Recorded data
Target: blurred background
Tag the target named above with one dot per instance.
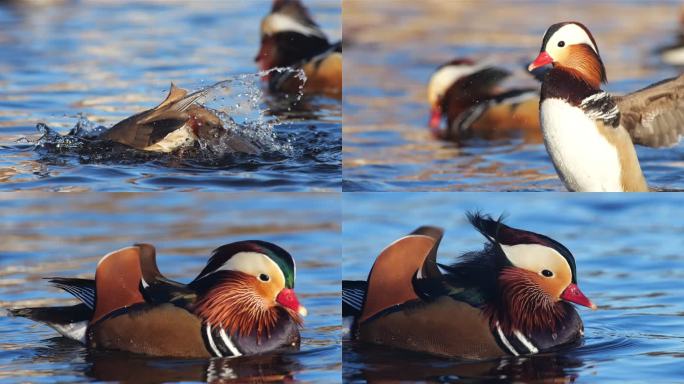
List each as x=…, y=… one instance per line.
x=629, y=261
x=107, y=59
x=45, y=235
x=394, y=46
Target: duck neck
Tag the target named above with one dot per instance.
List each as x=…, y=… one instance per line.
x=523, y=306
x=567, y=84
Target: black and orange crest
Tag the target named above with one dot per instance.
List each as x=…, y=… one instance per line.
x=499, y=233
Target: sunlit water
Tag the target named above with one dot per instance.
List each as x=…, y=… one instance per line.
x=629, y=262
x=69, y=62
x=395, y=45
x=49, y=235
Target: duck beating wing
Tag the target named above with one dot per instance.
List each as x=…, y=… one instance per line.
x=654, y=116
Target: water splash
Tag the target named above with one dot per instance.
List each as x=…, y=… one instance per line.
x=237, y=101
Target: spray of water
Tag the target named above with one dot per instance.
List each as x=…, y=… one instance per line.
x=237, y=101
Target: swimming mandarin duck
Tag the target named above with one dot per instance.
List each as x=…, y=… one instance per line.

WHAT YOU ARE ASKED TO DO
Your job is to repeat every entry exactly, keeping all pictures out of the copy.

EXERCISE SOLUTION
Target: blurred background
Tag the target named above with one dot per instance.
List each as x=…, y=… one instance per line.
x=629, y=261
x=107, y=59
x=45, y=235
x=394, y=46
Target: duck neck
Tag the target named above with one dot per instance.
List each as x=…, y=… one instance per line.
x=523, y=306
x=567, y=84
Target: black and orange crest
Tag the target named above with one dot per instance.
List each as x=…, y=… one instance per line.
x=499, y=233
Target: sunlit water
Tag the target named above with one dot per instance.
List each as x=…, y=… one instance per line.
x=629, y=262
x=69, y=62
x=395, y=45
x=49, y=235
Target: duck beating wing
Tag the target named above with one dot per instance.
List each as x=…, y=… one instance per line.
x=654, y=116
Target: water splash
Tag the target named above with one dot per instance.
List each as x=…, y=… one instance per line.
x=237, y=101
Target: spray of water
Tag the target named above with one dot per instance.
List each as x=…, y=… one instance per line.
x=237, y=101
Target: swimming mandarin duck
Tag the target named above with one dot per instance.
List each as x=…, y=… one instance per line.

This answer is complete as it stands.